Que ce soit par la taxe ou le marché, pour la rareté des ressources ou pour la lutte contre l’effet de serre le prix des énergies fossiles, notamment du pétrole, ne peut qu’augmenter. Il faut s’y préparer. Par ailleurs les combustibles issus de la biomasse, les biocarburants et la chimie verte détourneront une part des terres agricoles à des productions non alimentaires, renforçant la compétition sur les sols.
Ces problèmes devront être gérés dans le cadre de la mondialisation, c’est-à-dire de la force des marchés et de la faiblesse des institutions internationales. La mondialisation économique permet au marché de valoriser les avantages compétitifs grâce à la concurrence et l’ouverture des marchés. Dans ce contexte, l’objectif d’une politique de développement durable serait d’éviter les délocalisations dues aux écarts de régulations environnementales (c’est-à-dire par exemple avoir des approches mondiales de la lutte contre l’effet de serre en impliquant les secteurs industriels des pays en émergence) ou du dumping social (travail des enfants ou travail forcé, pratiques contraires aux droits de l’homme ou à la liberté syndicale…).

▸ **Consigne A**
Répondez aux questions suivantes à partir du texte source.
(i) Quel prix ne peut qu’augmenter ?
(ii) Qu’est-ce qui détournera une part des terres agricoles à des productions non alimentaires ?
(iii) Dans quel cadre ces problèmes devront-ils être gérés ?
▸ **Consigne B**
Indiquez si chacune des affirmations suivantes concorde avec le texte source, en citant les mots exacts qui permettent de trancher.
(i) Le prix du pétrole est appelé à baisser.
(ii) La mondialisation économique permet au marché de valoriser les avantages compétitifs.
(iii) Le travail des enfants figure parmi les exemples de dumping social.
▸ **Consigne C**
Recopiez le passage du texte source qui va de « Que ce soit » jusqu’à « sur les sols. » inclus.
Les items ci-après proviennent d’une autre source.

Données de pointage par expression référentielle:
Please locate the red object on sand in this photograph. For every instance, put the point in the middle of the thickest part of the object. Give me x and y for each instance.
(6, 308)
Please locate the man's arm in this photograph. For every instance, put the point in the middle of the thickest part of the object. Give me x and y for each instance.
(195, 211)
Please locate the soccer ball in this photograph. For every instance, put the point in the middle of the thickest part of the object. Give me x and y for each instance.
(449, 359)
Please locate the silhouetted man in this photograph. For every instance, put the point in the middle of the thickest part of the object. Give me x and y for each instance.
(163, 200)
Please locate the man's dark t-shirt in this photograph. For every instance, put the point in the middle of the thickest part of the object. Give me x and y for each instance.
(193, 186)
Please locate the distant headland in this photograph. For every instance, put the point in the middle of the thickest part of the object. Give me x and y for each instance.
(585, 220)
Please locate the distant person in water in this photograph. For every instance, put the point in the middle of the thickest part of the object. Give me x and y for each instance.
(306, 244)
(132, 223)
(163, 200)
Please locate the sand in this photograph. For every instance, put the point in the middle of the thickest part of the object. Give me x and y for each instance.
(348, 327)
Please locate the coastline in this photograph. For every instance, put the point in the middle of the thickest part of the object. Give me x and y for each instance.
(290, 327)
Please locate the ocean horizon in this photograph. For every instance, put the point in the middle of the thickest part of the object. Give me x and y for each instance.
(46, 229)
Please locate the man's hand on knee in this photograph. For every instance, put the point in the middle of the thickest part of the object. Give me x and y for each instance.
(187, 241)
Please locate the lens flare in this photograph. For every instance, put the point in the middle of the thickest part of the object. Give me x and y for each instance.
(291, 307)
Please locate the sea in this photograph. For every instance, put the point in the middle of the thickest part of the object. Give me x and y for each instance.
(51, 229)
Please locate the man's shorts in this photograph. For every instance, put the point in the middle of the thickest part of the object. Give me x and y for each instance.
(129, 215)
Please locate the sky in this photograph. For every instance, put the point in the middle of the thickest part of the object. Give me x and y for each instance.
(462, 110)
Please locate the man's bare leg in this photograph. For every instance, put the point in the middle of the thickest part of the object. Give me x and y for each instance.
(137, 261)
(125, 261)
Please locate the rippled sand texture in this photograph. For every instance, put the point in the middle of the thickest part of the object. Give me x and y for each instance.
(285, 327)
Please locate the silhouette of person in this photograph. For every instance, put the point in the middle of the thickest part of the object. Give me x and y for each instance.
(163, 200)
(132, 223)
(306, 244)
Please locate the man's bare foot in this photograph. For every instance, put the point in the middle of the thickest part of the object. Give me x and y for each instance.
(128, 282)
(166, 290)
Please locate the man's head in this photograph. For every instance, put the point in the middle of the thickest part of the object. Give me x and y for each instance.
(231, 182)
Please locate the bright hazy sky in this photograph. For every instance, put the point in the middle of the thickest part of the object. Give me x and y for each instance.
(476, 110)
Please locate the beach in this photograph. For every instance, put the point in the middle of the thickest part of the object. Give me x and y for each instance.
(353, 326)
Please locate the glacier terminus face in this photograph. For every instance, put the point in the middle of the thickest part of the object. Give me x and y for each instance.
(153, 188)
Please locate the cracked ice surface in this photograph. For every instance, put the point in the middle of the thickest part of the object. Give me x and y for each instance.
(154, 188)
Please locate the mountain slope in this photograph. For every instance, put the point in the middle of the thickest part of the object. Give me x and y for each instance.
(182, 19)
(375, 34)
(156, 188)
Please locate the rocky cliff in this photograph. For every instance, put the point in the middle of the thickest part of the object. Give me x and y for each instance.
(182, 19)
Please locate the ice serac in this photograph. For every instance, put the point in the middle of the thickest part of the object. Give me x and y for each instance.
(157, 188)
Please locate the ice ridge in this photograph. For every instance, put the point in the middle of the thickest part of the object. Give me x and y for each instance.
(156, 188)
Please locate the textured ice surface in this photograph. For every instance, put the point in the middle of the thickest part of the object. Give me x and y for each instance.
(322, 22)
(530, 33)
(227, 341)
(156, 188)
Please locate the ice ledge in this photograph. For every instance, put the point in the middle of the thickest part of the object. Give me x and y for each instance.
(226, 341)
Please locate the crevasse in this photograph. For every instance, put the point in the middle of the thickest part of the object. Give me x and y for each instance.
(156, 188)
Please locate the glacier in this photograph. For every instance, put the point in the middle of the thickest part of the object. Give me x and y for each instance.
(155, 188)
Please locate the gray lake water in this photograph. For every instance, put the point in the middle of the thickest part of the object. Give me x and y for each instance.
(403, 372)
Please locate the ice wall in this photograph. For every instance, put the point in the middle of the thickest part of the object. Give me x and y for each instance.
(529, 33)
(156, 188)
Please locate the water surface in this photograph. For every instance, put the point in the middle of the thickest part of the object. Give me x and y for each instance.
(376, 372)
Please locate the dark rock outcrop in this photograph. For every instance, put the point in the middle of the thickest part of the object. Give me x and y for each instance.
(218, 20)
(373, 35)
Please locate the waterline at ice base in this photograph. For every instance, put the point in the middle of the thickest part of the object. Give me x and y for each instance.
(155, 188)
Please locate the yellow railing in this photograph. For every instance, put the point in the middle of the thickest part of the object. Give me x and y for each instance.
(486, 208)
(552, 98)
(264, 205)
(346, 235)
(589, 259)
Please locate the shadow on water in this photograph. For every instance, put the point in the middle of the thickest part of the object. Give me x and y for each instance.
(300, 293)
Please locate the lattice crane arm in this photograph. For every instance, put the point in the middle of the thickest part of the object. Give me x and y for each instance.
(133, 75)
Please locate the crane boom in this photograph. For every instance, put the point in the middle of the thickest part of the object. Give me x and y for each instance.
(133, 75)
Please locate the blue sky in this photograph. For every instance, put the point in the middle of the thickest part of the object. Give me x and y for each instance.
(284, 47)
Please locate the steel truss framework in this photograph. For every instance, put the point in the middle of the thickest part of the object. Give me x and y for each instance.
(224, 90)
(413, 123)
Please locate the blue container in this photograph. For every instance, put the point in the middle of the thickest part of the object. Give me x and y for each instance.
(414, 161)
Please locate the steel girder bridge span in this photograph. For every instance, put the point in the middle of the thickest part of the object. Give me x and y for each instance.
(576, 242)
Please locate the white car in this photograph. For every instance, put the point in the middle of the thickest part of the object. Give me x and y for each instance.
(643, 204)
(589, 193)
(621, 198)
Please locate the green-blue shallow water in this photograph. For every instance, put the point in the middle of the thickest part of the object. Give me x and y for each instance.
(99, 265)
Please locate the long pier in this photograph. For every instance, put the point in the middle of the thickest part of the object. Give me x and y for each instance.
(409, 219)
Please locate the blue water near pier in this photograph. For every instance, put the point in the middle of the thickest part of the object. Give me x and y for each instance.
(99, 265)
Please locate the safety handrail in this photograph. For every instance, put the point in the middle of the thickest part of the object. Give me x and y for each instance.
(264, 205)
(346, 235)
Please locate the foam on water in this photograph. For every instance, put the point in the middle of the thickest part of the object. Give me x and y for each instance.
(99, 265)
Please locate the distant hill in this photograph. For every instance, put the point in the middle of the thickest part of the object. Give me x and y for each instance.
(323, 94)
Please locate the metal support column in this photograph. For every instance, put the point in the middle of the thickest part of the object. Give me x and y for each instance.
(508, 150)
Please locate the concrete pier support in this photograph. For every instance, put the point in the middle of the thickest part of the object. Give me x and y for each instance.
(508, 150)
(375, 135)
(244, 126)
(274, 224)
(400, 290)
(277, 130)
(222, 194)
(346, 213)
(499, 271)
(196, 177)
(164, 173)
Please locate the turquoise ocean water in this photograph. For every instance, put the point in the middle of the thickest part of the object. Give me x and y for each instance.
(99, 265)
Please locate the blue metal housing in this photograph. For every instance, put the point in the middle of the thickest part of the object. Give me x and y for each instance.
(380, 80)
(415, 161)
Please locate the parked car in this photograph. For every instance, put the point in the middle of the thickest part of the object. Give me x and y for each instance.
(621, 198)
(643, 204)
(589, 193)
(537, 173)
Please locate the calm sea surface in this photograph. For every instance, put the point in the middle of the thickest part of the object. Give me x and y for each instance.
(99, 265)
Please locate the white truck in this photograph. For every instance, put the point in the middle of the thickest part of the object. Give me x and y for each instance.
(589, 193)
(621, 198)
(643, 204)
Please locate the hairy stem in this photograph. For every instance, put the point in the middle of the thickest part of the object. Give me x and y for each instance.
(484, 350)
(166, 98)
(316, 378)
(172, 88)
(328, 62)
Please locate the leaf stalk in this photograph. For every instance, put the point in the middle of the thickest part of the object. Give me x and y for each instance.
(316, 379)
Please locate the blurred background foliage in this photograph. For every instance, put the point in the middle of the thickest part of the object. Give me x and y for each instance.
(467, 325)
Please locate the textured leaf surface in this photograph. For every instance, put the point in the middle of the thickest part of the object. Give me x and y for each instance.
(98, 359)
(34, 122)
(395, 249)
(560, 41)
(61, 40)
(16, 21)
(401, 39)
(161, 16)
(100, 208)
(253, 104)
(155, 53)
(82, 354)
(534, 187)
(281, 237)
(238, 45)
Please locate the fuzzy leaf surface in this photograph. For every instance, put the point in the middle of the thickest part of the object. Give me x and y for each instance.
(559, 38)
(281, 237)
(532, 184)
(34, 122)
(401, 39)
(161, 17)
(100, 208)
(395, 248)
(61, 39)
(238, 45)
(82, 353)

▸ **Corrigé A**
(i) Le prix des énergies fossiles, notamment du pétrole.
(ii) Les combustibles issus de la biomasse, les biocarburants et la chimie verte.
(iii) Dans le cadre de la mondialisation, c’est-à-dire de la force des marchés et de la faiblesse des institutions internationales.

▸ **Corrigé B**
(i) Non : « le prix des énergies fossiles, notamment du pétrole, ne peut qu’augmenter ».
(ii) Oui : « La mondialisation économique permet au marché de valoriser les avantages compétitifs grâce à la concurrence et l’ouverture des marchés ».
(iii) Oui : « dumping social (travail des enfants ou travail forcé ».

▸ **Corrigé C**
Que ce soit par la taxe ou le marché, pour la rareté des ressources ou pour la lutte contre l’effet de serre le prix des énergies fossiles, notamment du pétrole, ne peut qu’augmenter. Il faut s’y préparer. Par ailleurs les combustibles issus de la biomasse, les biocarburants et la chimie verte détourneront une part des terres agricoles à des productions non alimentaires, renforçant la compétition sur les sols.